> _Source extract_:
- Born: November 24, 1878 Rive-de-Gier, Loire, France
- Died: 1945 Saigon, French Indochina
- Occupation: Architect

= Louis Chauchon =

French architect (1878–1945)

Louis Chauchon (1878 – 1945) was a 20th-century French architect who had a significant architectural influence in French Indochina, designing several major landmarks, especially: the Central Market in Phnom Penh, which is still in use today, and the Cathedral of Phnom Penh, which did not survive the violence of the Indochina Wars.

==Early life==
Adolphe Louis Léon Chauchon was born in Rive-de-Gier in the French department of the Loire on November 24, 1878. He was the son of Jean Pierre Édouard Chauchon, a 25 year-old architect, and Marie Léonie Gory, who was 22 years old.

==Education in Paris==
Chauchon went to Paris to study architecture at the Beaux-Arts and was accepted in the atelier of French architect Émile Bénard in the 17th arrondissement of Paris on October 7, 1897. On November 3, 1903, he was admitted as a student of Gaston Redon, and with a scholarship offered by the City of Lyon, he obtained his first class degree on July 30, 1906. Chauchon graduated as a full-fledged architect on February 24, 1920, as part of the 112th promotion with a special project on a group of three residences for employees in Buenos-Aires.

> _Supplied entries_:
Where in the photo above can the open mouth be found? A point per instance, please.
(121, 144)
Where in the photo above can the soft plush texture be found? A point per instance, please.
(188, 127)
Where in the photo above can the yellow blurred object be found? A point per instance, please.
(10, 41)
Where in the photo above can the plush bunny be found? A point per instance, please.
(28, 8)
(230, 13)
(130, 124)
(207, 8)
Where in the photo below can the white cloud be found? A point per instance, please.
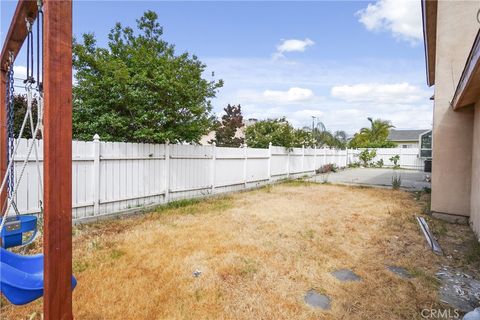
(402, 18)
(20, 72)
(294, 94)
(395, 91)
(292, 45)
(380, 93)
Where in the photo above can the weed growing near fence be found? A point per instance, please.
(396, 181)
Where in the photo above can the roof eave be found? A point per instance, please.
(429, 18)
(467, 92)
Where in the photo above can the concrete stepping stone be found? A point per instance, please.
(399, 271)
(345, 275)
(317, 300)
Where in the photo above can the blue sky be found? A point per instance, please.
(340, 61)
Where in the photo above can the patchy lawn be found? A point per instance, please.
(259, 252)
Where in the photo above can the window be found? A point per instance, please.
(426, 145)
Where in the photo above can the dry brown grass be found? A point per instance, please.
(259, 252)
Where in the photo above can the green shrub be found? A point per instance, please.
(355, 164)
(329, 167)
(366, 156)
(378, 164)
(396, 181)
(395, 159)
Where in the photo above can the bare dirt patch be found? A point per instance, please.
(258, 253)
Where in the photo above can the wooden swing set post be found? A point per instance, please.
(57, 168)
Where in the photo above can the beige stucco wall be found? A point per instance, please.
(475, 192)
(457, 27)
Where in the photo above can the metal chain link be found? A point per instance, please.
(10, 131)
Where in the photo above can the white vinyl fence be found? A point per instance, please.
(114, 177)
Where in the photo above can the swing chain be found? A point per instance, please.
(10, 129)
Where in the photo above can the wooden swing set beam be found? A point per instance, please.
(57, 165)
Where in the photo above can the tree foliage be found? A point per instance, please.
(375, 136)
(277, 131)
(226, 130)
(325, 138)
(138, 89)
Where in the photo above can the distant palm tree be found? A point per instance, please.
(374, 136)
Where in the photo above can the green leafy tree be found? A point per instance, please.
(138, 89)
(232, 120)
(277, 131)
(375, 136)
(324, 138)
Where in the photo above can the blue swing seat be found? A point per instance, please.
(15, 227)
(21, 277)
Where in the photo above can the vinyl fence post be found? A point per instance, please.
(288, 163)
(96, 175)
(269, 166)
(167, 172)
(212, 166)
(303, 158)
(245, 155)
(346, 158)
(324, 156)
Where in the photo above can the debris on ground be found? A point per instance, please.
(197, 273)
(399, 271)
(346, 275)
(432, 242)
(458, 289)
(473, 315)
(317, 300)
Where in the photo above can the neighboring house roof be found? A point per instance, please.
(405, 135)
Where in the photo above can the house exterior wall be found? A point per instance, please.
(407, 144)
(475, 190)
(452, 131)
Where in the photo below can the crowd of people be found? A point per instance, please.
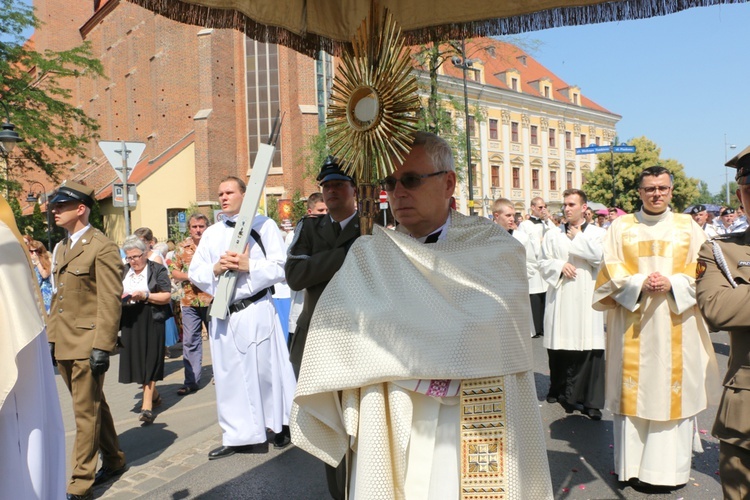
(418, 391)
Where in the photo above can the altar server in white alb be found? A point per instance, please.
(574, 330)
(254, 379)
(32, 436)
(661, 368)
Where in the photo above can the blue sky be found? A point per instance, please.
(680, 80)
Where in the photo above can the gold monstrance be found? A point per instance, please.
(373, 108)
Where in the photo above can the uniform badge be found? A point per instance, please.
(700, 269)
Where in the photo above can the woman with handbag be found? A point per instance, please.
(145, 309)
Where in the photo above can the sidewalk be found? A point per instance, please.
(168, 459)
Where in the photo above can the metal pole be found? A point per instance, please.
(124, 175)
(468, 135)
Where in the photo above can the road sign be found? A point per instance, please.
(118, 199)
(113, 150)
(383, 200)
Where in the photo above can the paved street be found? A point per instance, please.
(168, 460)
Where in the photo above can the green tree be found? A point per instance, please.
(32, 86)
(720, 198)
(704, 195)
(627, 167)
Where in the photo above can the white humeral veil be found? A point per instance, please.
(400, 310)
(32, 436)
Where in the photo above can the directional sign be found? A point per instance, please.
(113, 150)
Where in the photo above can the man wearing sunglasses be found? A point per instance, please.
(421, 328)
(661, 368)
(83, 324)
(321, 242)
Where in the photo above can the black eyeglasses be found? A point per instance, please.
(408, 180)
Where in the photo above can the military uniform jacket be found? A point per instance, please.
(725, 308)
(316, 253)
(85, 310)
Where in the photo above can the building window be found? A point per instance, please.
(174, 231)
(472, 127)
(493, 129)
(495, 176)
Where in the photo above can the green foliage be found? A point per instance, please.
(299, 207)
(32, 85)
(627, 167)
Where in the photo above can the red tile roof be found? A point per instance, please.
(498, 57)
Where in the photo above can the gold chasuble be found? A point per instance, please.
(408, 333)
(660, 360)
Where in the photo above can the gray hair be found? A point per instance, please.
(437, 149)
(133, 242)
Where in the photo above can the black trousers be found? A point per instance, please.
(537, 311)
(577, 376)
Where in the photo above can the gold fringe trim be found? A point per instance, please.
(311, 44)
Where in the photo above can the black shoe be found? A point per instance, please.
(282, 439)
(105, 473)
(85, 496)
(222, 452)
(593, 413)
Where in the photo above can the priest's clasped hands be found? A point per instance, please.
(657, 283)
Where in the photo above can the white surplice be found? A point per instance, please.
(32, 436)
(660, 360)
(254, 378)
(570, 323)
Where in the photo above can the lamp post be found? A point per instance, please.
(727, 147)
(8, 139)
(466, 64)
(32, 198)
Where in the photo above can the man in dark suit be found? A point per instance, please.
(319, 248)
(722, 292)
(83, 324)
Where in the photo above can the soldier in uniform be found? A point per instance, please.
(723, 276)
(318, 250)
(83, 323)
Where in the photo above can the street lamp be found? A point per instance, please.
(727, 147)
(466, 64)
(34, 198)
(8, 139)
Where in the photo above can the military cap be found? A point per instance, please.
(742, 163)
(331, 171)
(73, 191)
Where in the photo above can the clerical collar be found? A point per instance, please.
(344, 222)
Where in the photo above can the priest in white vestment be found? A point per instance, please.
(418, 360)
(574, 330)
(661, 368)
(32, 436)
(254, 378)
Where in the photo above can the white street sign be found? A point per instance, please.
(113, 150)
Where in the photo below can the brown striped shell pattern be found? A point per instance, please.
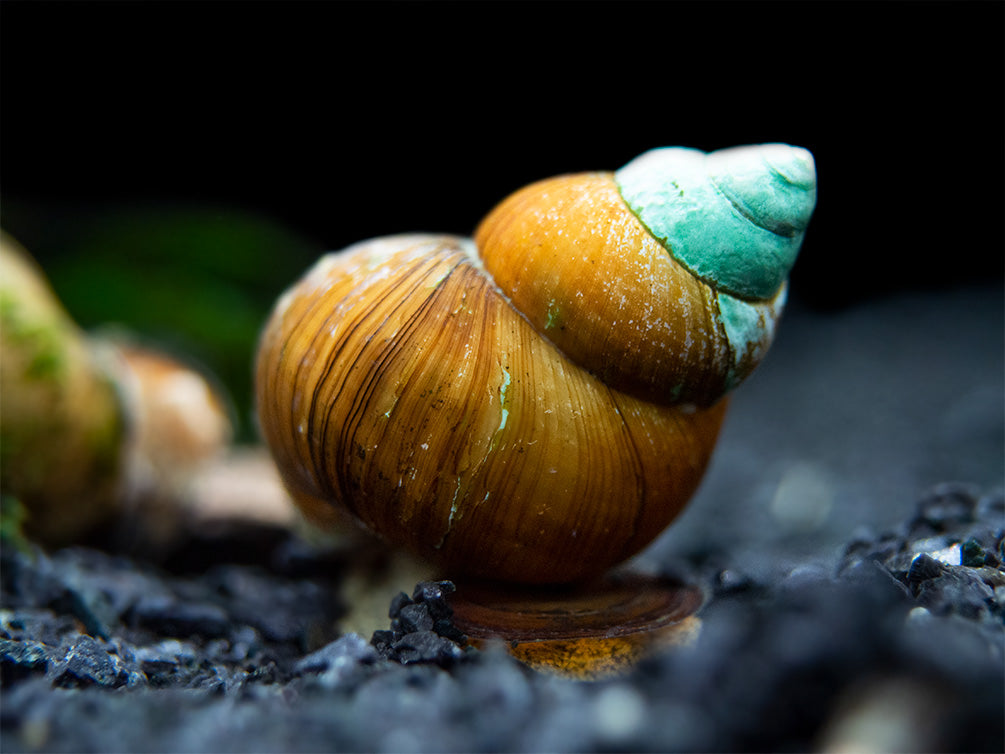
(539, 403)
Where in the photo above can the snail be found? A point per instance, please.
(538, 403)
(94, 428)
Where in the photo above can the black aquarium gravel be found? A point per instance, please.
(898, 646)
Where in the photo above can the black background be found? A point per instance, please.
(345, 121)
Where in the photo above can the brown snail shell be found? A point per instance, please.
(534, 406)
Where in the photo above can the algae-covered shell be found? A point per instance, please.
(539, 404)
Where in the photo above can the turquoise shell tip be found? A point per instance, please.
(735, 217)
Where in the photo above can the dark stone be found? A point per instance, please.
(349, 649)
(433, 594)
(946, 508)
(414, 617)
(924, 568)
(169, 616)
(426, 646)
(87, 663)
(397, 602)
(956, 590)
(21, 660)
(972, 554)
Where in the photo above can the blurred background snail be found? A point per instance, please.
(94, 428)
(539, 403)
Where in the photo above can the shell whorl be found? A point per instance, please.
(579, 257)
(539, 404)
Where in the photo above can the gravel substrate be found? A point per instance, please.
(898, 647)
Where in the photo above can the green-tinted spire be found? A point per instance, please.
(734, 217)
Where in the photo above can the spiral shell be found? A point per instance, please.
(536, 405)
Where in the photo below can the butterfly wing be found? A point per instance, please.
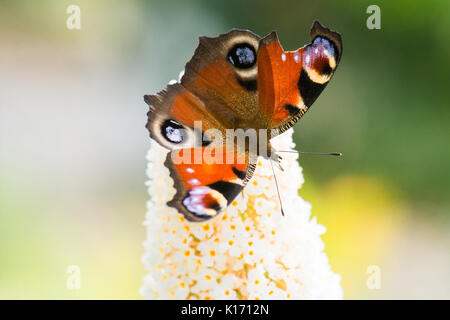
(290, 81)
(205, 188)
(223, 75)
(172, 118)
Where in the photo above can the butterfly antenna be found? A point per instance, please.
(314, 153)
(278, 190)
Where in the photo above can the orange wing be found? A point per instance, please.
(207, 179)
(223, 73)
(290, 81)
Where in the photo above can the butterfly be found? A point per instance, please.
(236, 80)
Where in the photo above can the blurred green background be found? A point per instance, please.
(73, 142)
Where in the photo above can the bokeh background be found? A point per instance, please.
(73, 142)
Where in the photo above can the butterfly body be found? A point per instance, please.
(238, 91)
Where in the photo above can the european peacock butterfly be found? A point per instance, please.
(235, 81)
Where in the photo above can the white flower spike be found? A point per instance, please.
(250, 251)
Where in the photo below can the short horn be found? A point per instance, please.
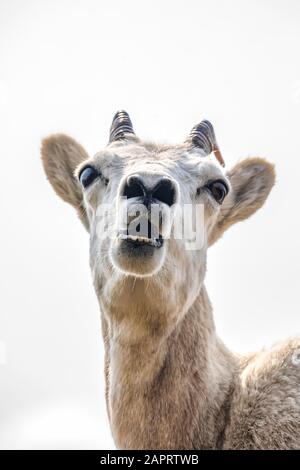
(203, 137)
(120, 127)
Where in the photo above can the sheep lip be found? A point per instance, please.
(139, 241)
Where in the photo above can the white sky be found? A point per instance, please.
(67, 66)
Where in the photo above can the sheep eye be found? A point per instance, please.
(218, 190)
(88, 175)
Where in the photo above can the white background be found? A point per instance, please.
(67, 66)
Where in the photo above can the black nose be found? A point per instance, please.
(163, 191)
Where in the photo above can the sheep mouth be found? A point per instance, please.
(139, 241)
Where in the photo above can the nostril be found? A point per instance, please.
(165, 192)
(134, 187)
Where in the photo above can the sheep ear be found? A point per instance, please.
(251, 182)
(60, 156)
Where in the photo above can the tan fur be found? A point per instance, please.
(170, 382)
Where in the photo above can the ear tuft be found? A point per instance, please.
(60, 156)
(251, 182)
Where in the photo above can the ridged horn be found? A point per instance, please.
(203, 136)
(120, 127)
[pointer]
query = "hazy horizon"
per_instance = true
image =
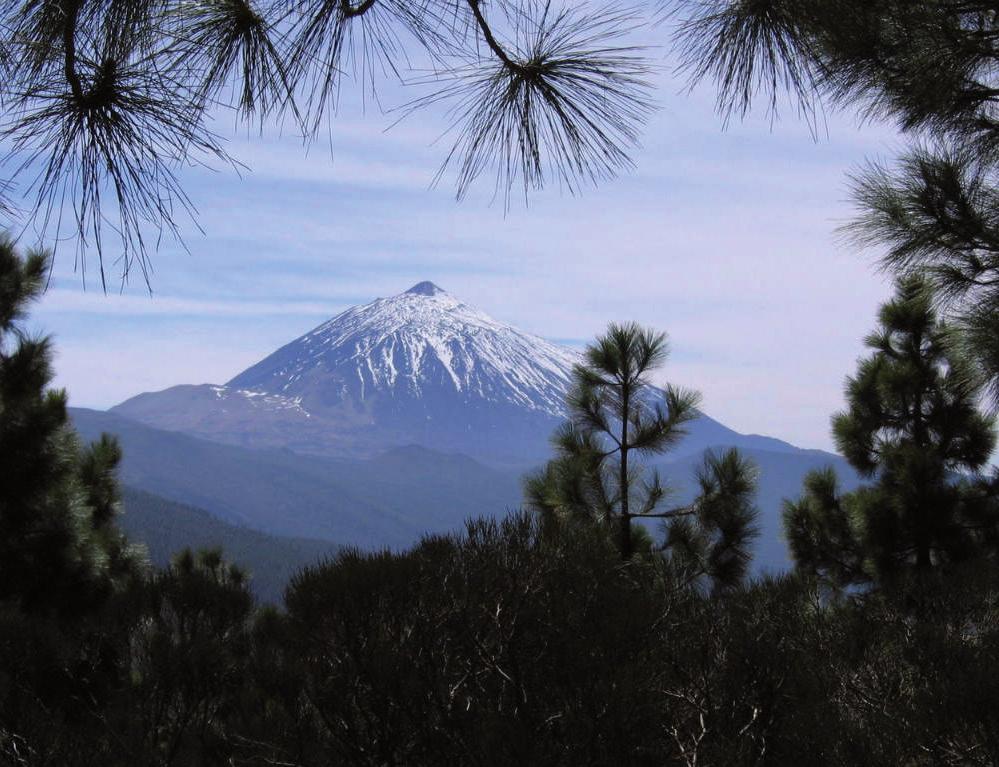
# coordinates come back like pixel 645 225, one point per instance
pixel 728 235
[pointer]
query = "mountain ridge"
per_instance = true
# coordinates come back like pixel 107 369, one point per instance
pixel 420 367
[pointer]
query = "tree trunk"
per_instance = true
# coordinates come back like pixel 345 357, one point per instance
pixel 626 545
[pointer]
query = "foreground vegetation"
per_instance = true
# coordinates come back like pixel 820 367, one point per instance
pixel 562 635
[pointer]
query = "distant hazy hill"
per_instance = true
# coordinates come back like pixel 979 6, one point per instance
pixel 418 368
pixel 388 500
pixel 166 527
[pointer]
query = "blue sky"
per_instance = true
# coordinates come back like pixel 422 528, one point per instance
pixel 723 238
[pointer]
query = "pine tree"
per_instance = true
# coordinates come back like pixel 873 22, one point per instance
pixel 930 67
pixel 911 426
pixel 59 547
pixel 616 418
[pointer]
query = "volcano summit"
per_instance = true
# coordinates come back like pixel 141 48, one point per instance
pixel 420 367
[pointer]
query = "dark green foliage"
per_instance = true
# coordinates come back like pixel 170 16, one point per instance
pixel 105 99
pixel 59 548
pixel 912 425
pixel 930 67
pixel 617 417
pixel 165 527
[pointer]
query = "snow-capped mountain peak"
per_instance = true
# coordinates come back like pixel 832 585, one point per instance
pixel 422 344
pixel 426 288
pixel 420 367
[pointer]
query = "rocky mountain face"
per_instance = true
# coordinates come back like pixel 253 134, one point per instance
pixel 420 368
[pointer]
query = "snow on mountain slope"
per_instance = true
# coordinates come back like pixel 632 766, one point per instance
pixel 411 343
pixel 420 367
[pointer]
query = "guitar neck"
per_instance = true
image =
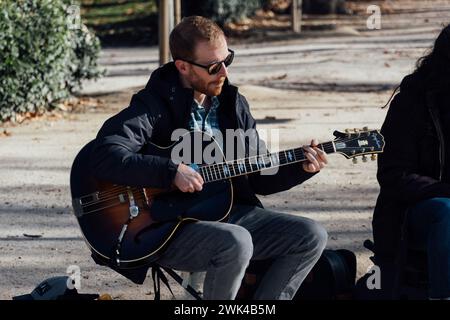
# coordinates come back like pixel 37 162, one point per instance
pixel 231 169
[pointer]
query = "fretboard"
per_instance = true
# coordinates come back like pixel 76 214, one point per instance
pixel 231 169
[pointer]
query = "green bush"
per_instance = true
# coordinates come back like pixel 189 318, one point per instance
pixel 222 11
pixel 42 60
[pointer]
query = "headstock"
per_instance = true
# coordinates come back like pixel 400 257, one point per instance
pixel 359 142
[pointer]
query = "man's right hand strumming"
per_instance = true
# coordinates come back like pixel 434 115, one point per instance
pixel 187 179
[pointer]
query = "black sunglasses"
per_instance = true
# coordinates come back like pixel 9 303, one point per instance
pixel 215 67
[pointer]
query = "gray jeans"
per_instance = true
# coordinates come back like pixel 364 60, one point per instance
pixel 224 250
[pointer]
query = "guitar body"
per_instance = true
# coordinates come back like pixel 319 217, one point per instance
pixel 103 208
pixel 128 227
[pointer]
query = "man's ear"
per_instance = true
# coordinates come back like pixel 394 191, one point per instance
pixel 182 66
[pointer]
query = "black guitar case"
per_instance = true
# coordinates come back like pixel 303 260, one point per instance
pixel 332 278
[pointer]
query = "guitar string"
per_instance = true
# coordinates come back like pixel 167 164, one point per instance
pixel 218 173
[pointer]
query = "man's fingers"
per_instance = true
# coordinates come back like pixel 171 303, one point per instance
pixel 322 155
pixel 199 178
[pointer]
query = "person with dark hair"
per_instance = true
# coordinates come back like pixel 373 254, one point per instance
pixel 193 93
pixel 414 169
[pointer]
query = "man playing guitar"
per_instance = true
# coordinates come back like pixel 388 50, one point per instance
pixel 193 93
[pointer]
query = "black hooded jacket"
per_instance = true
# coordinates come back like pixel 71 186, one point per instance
pixel 414 165
pixel 154 112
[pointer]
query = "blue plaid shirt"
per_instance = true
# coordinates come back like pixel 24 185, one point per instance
pixel 203 120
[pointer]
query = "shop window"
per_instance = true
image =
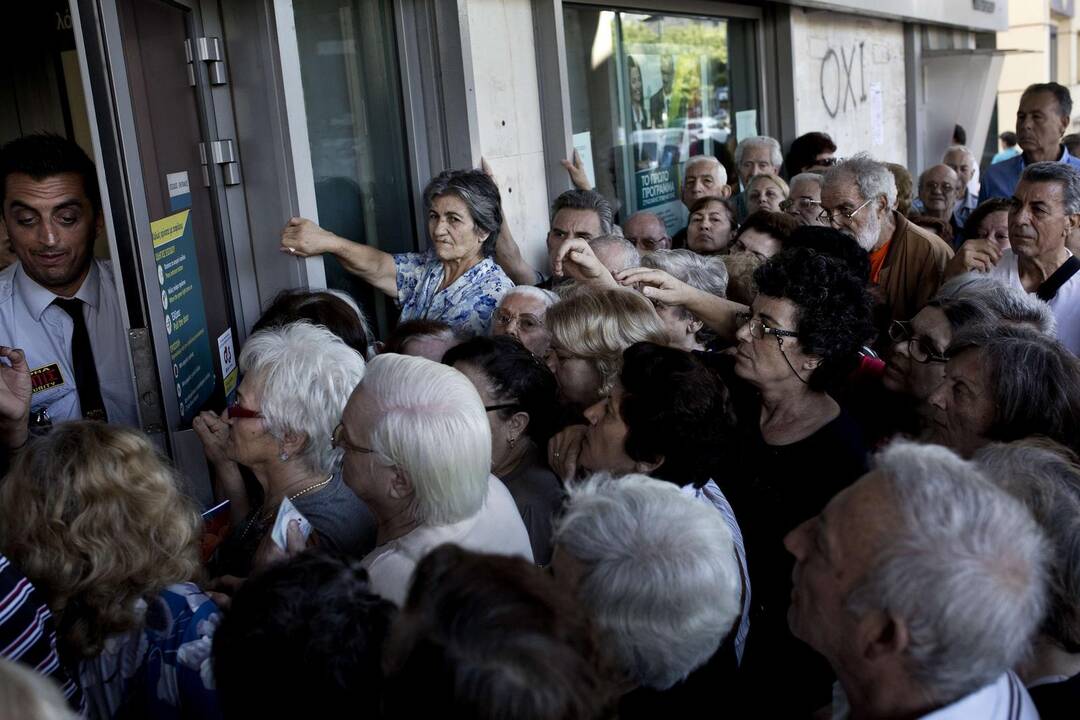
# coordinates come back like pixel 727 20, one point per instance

> _Work item A_:
According to the Louis Chauchon biography, on what date was Chauchon accepted into Émile Bénard's atelier?
> _Work item B_:
Recast the paragraph of the Louis Chauchon biography that begins "Chauchon went to Paris" as a short list that keeps its main facts.
> _Work item C_:
Write the next part of the Louis Chauchon biography, picking up after its final sentence.
The items are separate from the Louis Chauchon biography.

> _Expected answer A_:
October 7, 1897.

> _Expected answer B_:
- Studied architecture at the Beaux-Arts in Paris
- Accepted into Émile Bénard's atelier in the 17th arrondissement on October 7, 1897
- Admitted as a student of Gaston Redon on November 3, 1903
- Earned his first class degree on July 30, 1906, with a City of Lyon scholarship
- Graduated as a full-fledged architect on February 24, 1920, in the 112th promotion, with a project for three employee residences in Buenos-Aires

> _Expected answer C_:
In 1921, Chauchon started working as an architect in the 15th arrondissement of Paris, but shortly later, on June 14, applied for a job in Indochina with the Public Works Department for Civil Buildings, and was hired.

==Work in Indochina==
Chauchon started working as an architect in Cambodia in 1922. The first building he worked on was the National Library of Cambodia, which was inaugurated by the French colonial administration on 24 December 1924.

On 10 January 1925, Chauchon married Madeleine Bayol (full name Joséphine Marie Madeleine Bayol), a schoolteacher, in Phnom Penh. They were granted six months' leave, starting in May, to visit France (presumably this was a honeymoon). They had a daughter, Denise, who was born in 1926.

In 1935, Chauchon took an avant-garde modernist approach when he designed a legal office at 161 Nguyễn Du Street on the corner with Cách Mạng Tháng Tám Street in Saigon's District 1. The building was later used at the Canadian embassy until 1975, and it was until recently used by the immigration department of the city government.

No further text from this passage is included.